Collected data.
-- START --

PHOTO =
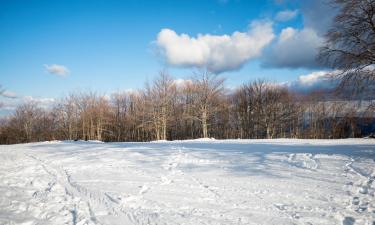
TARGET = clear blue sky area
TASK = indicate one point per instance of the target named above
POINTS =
(110, 45)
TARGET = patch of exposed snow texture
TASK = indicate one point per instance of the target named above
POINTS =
(189, 182)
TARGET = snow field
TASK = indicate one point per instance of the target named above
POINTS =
(189, 182)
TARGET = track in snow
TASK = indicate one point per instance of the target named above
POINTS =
(189, 182)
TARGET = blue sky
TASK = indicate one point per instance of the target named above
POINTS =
(113, 45)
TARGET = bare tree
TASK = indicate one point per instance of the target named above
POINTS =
(350, 43)
(207, 90)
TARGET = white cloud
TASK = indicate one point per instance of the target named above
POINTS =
(8, 94)
(294, 49)
(57, 69)
(182, 82)
(317, 80)
(216, 53)
(43, 102)
(286, 15)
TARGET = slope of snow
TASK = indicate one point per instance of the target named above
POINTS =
(189, 182)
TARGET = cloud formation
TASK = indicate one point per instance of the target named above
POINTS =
(57, 69)
(8, 94)
(294, 49)
(318, 80)
(213, 52)
(286, 15)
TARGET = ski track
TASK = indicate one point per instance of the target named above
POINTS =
(192, 182)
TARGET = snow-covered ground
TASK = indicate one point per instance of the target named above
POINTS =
(189, 182)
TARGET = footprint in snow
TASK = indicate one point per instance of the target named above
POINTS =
(348, 221)
(143, 190)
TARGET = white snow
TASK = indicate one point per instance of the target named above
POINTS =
(189, 182)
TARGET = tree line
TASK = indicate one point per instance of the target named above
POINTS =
(200, 107)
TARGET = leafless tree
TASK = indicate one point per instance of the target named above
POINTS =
(350, 43)
(207, 88)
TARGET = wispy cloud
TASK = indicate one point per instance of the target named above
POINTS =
(56, 69)
(294, 49)
(286, 15)
(8, 94)
(314, 81)
(217, 53)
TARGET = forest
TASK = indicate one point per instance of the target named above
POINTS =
(200, 107)
(203, 107)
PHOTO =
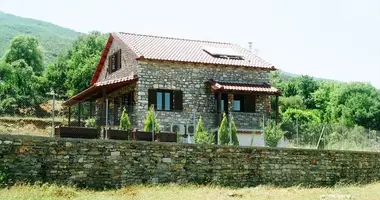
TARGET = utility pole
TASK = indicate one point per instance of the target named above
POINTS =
(230, 116)
(52, 111)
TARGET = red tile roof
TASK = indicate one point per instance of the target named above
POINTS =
(244, 87)
(186, 50)
(95, 91)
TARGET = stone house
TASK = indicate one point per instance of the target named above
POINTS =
(183, 79)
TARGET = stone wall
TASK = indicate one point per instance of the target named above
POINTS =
(102, 163)
(197, 96)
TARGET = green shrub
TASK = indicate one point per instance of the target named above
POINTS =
(201, 134)
(272, 134)
(151, 120)
(125, 124)
(3, 177)
(90, 123)
(223, 135)
(235, 140)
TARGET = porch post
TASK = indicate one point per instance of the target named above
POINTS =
(219, 109)
(104, 106)
(68, 124)
(277, 110)
(79, 113)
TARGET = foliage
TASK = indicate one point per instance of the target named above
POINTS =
(81, 61)
(151, 120)
(273, 134)
(291, 102)
(125, 124)
(27, 49)
(53, 38)
(223, 134)
(91, 123)
(233, 132)
(201, 134)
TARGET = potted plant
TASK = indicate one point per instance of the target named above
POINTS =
(151, 126)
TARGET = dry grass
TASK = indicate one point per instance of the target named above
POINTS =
(174, 192)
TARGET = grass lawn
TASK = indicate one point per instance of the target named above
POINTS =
(175, 192)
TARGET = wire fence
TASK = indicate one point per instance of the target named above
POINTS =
(331, 136)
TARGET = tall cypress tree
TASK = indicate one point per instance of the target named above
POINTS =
(223, 135)
(235, 140)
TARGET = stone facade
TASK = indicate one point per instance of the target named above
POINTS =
(110, 164)
(198, 98)
(128, 62)
(197, 95)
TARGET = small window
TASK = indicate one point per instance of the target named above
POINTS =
(167, 100)
(237, 106)
(114, 61)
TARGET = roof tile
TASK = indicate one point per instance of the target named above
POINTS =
(186, 50)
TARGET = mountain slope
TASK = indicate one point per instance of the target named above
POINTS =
(53, 38)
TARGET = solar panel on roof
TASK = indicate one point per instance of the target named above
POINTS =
(222, 51)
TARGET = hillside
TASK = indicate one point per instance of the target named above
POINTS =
(53, 38)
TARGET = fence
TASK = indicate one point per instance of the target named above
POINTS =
(331, 136)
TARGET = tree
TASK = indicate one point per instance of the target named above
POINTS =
(151, 120)
(223, 134)
(27, 48)
(82, 60)
(272, 134)
(201, 134)
(56, 76)
(125, 124)
(357, 103)
(235, 140)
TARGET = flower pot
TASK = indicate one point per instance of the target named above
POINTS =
(142, 136)
(166, 137)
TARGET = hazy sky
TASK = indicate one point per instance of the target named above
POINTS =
(336, 39)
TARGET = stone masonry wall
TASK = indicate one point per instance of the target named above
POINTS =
(128, 62)
(105, 164)
(197, 97)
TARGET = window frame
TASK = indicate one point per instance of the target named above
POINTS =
(173, 107)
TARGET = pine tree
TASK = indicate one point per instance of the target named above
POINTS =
(201, 134)
(223, 135)
(235, 140)
(125, 124)
(151, 119)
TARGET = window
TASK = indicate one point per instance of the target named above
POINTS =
(114, 61)
(244, 103)
(167, 100)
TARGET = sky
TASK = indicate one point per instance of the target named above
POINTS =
(333, 39)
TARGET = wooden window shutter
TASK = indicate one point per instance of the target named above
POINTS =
(119, 61)
(152, 98)
(250, 103)
(178, 100)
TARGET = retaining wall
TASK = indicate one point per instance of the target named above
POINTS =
(107, 163)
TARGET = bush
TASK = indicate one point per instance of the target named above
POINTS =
(125, 124)
(90, 123)
(201, 134)
(151, 120)
(272, 134)
(235, 140)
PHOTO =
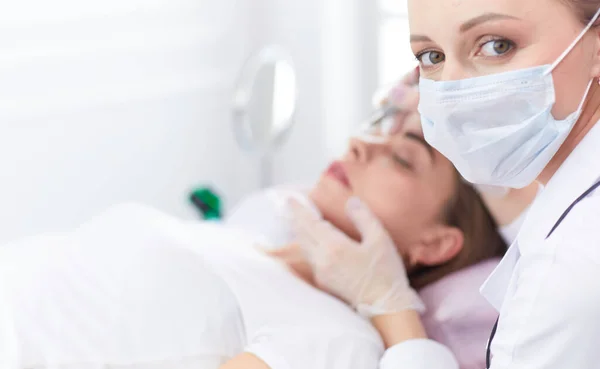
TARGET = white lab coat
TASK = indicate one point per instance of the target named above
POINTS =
(547, 291)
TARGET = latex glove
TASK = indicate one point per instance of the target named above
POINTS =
(404, 99)
(369, 275)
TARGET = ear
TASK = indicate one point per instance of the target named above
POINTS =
(437, 246)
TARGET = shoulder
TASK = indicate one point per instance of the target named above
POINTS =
(580, 231)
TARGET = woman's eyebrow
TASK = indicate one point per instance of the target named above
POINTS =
(473, 22)
(486, 17)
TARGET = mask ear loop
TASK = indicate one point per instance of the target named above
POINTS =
(568, 50)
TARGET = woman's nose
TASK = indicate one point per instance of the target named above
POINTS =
(454, 71)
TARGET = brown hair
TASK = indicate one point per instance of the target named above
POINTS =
(584, 9)
(482, 240)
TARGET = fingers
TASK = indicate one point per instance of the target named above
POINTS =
(364, 220)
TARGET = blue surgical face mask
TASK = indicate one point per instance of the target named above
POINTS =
(497, 129)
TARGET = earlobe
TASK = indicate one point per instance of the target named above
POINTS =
(438, 246)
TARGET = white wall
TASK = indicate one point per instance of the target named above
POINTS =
(129, 101)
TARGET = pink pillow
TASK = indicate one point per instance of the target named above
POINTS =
(458, 316)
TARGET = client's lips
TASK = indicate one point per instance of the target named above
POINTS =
(337, 171)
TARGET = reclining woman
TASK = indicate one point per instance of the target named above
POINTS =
(135, 288)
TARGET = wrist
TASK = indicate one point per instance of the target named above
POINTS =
(398, 327)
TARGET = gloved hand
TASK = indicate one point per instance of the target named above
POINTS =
(369, 275)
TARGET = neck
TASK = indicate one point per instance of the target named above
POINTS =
(589, 116)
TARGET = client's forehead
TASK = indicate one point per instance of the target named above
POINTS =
(404, 124)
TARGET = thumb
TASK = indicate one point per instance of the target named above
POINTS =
(364, 220)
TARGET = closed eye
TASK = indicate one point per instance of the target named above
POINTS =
(403, 162)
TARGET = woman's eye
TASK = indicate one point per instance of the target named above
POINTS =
(429, 58)
(496, 47)
(399, 160)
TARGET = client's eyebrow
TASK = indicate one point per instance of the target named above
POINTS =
(415, 137)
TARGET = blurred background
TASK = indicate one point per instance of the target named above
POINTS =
(103, 102)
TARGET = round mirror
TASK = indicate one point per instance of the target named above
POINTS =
(265, 101)
(264, 105)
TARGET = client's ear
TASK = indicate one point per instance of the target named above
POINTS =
(438, 245)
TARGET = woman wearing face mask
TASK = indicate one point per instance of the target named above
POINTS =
(509, 93)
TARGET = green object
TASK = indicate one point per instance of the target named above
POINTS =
(207, 202)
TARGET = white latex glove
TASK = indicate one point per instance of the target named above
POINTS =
(370, 275)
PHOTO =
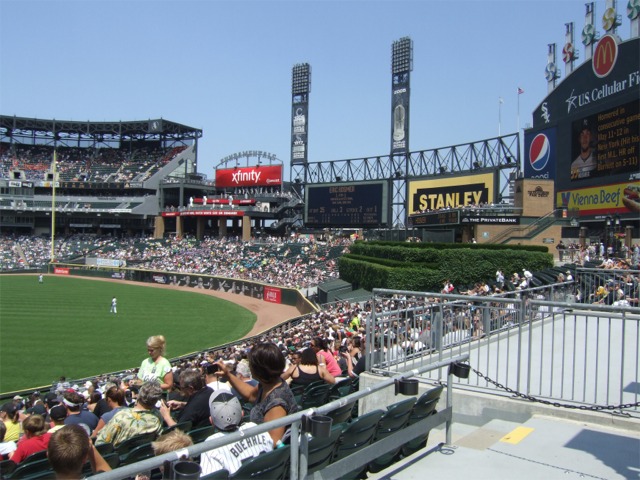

-- END --

REQUIRED TASK. Extract every line of the records above that contains the string "white".

FINAL RESULT.
TARGET = white cloud
TARGET = white snow
TARGET = white lab coat
TARGET = white wall
TARGET = white latex glove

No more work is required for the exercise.